# ТЕКСТ ДЛЯ ЧТЕНИЯ:
>>

Но эти понятия теперь очищаются. Божеству начинают приписывать всеведение и всемогущество, хотя в массе еще долго живут прежние взгляды. Но многобожие, конечно, не­совместимо с идеей всемогущества каждого бога в отдель­ности. Это противоречие по необходимости должно было повести к развитию религии в монотеистическом духе. Уже у Гомера Зевс сильнее всех остальных богов вместе; в послегомеровскую эпоху этот взгляд все более укореняется в ре­лигиозном сознании народа. Зевс управляет миром; осталь­ные боги получают власть от него, и им остается, по крайней мере по понятиям образованных людей, только исполнять его приказания. Когда Аполлон прорицает, он объявляет людям „непреклонное решение Зевса" Афина для спасения своего собственного города ничего не может сделать сама, а должна просить заступничества у Зевса. Если по прежним верованиям Зевс подчинялся власти судьбы, то теперь рок отождествляется с волею Зевса. Таким образом, дошли на­конец до того, что правителя мира стали называть просто богом (твое) или „божеством" (то тейон, то даймонион), правда, наряду с этими выражениями и в одинаковом с ними смысле, употребляют также и прежние политеистические (Зевс, теон), а часто оба выражения встречаются рядом, в одном и том же предложении. До истинного монотеизма су­мела возвыситься лишь греческая философия.

Но если божество всемогуще, если оно притом охраняет нравственный порядок на земле, то почему же преступления так часто остаются безнаказанными, почему даже доброде­тельная жизнь не может предохранить от несчастья? Эти во­просы во все времена занимали теологическую мысль. Древ­нее учение, что кара, которой избежал сам преступник, по­стигнет его потомков, не могло уже удовлетворять нравст­венное сознание в такое время, когда родственные узы все более и более ослабевали. Поэтому теперь переносят в бу­дущую жизнь те наказания, которые не постигли преступни­ка в этой жизни. Жилище Гадеса (Аида), бывшее для гоме­ровской эпохи лишь царством теней, где души умерших — праведных и неправедных — ведут одинаковую призрачную жизнь без радостей и без горя, — становится теперь местом расплаты. Зачатки этого представления находятся уже у са­мого Гомера, и характерно для греков, что, по верованиям „Илиады", только клятвопреступники должны после смерти нести кару за свои преступления. В „Одиссее", правда, в позднейшей вставке, описываются муки, которые переносят там, в подземном царстве, Титий, Тантал и Сизиф за то, что они здесь, на земле, провинились перед богами. Такие пред­ставления могли тем легче получить распространение, что царство мертвых уже и без того было для каждого живущего местом страха. Теперь миф постарался нарисовать картину подземного мира в деталях. Перевозчик Харон перевозит души через Ахерон; по ту сторону реки, у ворот царства те­ней, их принимает „медноголосый" Кербер, собака Гадеса; он ласково встречает каждого входящего, но никого не вы­пускает. В стране мертвых душу терзают страхом змеи и всякого рода чудовища. Тот, кто на земле особенно тяжело согрешил, должен лежать в гниющем иле. Таким образом, последовательно пришли к представлению о суде над мерт­выми; суд первоначально творит сам Гадес (Аид), царь под­земного мира. По позднейшему представлению, обязанность судьи была возложена на Миноса, в применение к тому мес­ту Гомера, где сказано, что Минос, так же, как и остальные умершие, продолжает в царстве теней исполнять то, чем за­нимался при жизни. Радамант и Эак помогают ему в суде. Не следует, однако, забывать, что здесь дело идет вовсе не о религиозных догматах, а о мнениях, бывших предметом ин­дивидуальной веры.

<<

# ИСХОДНЫЕ ДАННЫЕ:
>>

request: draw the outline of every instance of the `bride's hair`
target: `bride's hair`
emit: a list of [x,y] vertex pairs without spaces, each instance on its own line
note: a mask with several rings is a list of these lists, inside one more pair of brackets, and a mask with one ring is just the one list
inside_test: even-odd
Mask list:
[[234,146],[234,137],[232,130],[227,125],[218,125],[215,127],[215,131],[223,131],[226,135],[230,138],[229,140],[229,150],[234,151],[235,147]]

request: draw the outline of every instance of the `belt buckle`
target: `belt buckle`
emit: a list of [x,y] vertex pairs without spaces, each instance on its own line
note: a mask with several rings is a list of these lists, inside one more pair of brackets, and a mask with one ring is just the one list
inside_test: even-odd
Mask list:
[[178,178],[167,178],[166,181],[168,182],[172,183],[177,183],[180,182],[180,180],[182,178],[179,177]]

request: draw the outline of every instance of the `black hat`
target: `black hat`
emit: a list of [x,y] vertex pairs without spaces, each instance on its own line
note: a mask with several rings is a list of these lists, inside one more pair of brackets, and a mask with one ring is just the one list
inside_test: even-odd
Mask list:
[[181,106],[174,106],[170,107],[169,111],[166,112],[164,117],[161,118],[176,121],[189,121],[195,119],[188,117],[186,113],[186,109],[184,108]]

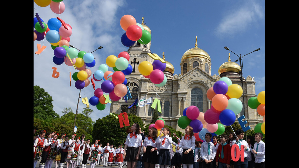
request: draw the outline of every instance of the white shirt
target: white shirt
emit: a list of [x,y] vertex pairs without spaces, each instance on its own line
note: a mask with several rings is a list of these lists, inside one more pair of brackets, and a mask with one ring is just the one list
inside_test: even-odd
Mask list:
[[[210,146],[210,154],[208,153],[208,146]],[[203,142],[200,148],[200,157],[203,160],[206,159],[208,160],[212,159],[214,159],[216,155],[216,151],[215,150],[215,146],[214,144],[211,142],[207,142],[206,141]]]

<<

# ЗАДАНИЯ:
(1) Ответьте на вопросы по тексту о греческой религии:
(a) У кого Афина должна просить заступничества для спасения своего города?
(b) Кто перевозит души через Ахерон?
(c) Кто помогает Миносу в суде над мертвыми?
(2) Соберите из перечня все строки, где встречается слово "buckle".
Текст и перечень между собой никак не связаны.

# ОТВЕТЫ:
(1)
(a) У Зевса.
(b) Перевозчик Харон.
(c) Радамант и Эак.

(2)
request: draw the outline of every instance of the `belt buckle`
target: `belt buckle`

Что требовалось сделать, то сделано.